__閱讀文章__.
—————
關於Prometheus + Spring Boot 應用監控的問題

Posted on 2021-03-06 by WalkonNet

1. Prometheus是什麼

Prometheus是一個具有活躍生態系統的開源系統監控和告警工具包。一言以蔽之，它是一套開源監控解決方案。

Prometheus主要特性：

多維數據模型，其中包含由指標名稱和鍵/值對標識的時間序列數據
PromQL，一種靈活的查詢語言
不依賴分佈式存儲；單服務器節點是自治的
時間序列收集通過HTTP上的pull模型進行
通過中間網關支持推送（push）時間序列
通過服務發現或靜態配置發現目標
支持多種模式的圖形和儀表盤

為什麼用pull（拉取）而不用push（推送）呢？

因為，pull有以下優勢：

進行更改時，可以在筆記本電腦上運行監控
可以更輕松地判斷目標是否下線
可以手動轉到目標並使用Web瀏覽器檢查其運行狀況

目標暴露HTTP端點，Prometheus服務端通過HTTP主動拉取數據。既然是服務端自己主動向目標拉取數據，那麼服務端運行在本地（我們自己的電腦上）也是可以的，隻要能訪問目標端點即可，同時就像心跳檢測一樣可以判斷目標是否下線，還有，服務端自己主動拉取，那麼想拉取誰的數據就拉取誰的數據，因而可以隨意切換拉取目標。
—————
__資料清單__.
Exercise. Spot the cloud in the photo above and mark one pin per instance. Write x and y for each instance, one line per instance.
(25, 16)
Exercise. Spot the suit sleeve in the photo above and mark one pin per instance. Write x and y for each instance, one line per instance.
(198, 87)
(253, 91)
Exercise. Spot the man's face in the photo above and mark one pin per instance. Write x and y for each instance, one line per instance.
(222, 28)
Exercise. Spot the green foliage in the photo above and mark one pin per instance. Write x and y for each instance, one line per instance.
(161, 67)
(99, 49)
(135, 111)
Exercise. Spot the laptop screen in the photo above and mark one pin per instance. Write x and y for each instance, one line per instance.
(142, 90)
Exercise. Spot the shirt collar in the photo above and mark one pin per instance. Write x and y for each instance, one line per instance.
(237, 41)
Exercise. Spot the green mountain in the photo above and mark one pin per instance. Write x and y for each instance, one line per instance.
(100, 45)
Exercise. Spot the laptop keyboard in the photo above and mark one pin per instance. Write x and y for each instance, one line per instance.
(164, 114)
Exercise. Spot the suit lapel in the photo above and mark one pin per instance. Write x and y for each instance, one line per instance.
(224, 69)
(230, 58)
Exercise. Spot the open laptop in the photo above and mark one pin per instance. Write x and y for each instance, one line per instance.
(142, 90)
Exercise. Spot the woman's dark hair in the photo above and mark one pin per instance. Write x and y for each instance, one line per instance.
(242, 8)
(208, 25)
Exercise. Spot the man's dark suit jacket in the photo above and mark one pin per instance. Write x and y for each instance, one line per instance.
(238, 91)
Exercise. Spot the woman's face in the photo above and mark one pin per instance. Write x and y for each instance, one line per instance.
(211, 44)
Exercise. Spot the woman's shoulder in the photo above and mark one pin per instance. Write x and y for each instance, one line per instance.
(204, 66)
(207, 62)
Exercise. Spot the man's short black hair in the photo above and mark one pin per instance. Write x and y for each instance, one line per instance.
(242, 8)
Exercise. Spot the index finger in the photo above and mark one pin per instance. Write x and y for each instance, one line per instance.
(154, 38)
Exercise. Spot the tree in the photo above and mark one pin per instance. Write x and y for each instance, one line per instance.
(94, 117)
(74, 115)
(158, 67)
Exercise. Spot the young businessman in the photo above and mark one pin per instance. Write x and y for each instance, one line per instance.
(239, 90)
—————
__書面練習 1__.
根據這篇關於 Prometheus 的文章，用一到三句話說明為什麼 Prometheus 服務端可以運行在自己的電腦上。
__書面練習 2__.
請接著這篇關於 Prometheus 的文章最後一句往下寫。
上方資料在此處用不到。

__正確答案 1__.
因為目標只需暴露 HTTP 端點，由 Prometheus 服務端透過 HTTP 主動向目標拉取數據。只要服務端能訪問目標端點，運行在本地電腦上也沒有問題。

__正確答案 2__.
回想一下Skywalking是怎麼做的，SkyWalking有客戶端和服務端，需要在目標服務上安裝探針（agent），探針采集目標服務的指標數據，上報給服務端OAP服務，這個對目標有一定的侵入性，不過可以接受。Prometheus不需要探針，可以借助push gateway來實現push效果。

對瞭，有個名詞要先說清楚，metrics （譯：度量，指標），個人更傾向於把它翻譯成指標，後面說指標就是metrics

2. 基本概念

2.1. 數據模型

Prometheus基本上將所有數據存儲為時間序列：具有時間戳的值流，它們屬於同一個指標和同一組標記的維度。除瞭存儲的時間序列外，Prometheus還可以生成臨時派生的時間序列作為查詢的結果。

Metric names and labels

Every time series is uniquely identified by its metric name and optional key-value pairs called labels.

每個時間序列都由它的指標名稱和稱為標簽的可選鍵/值對唯一標識。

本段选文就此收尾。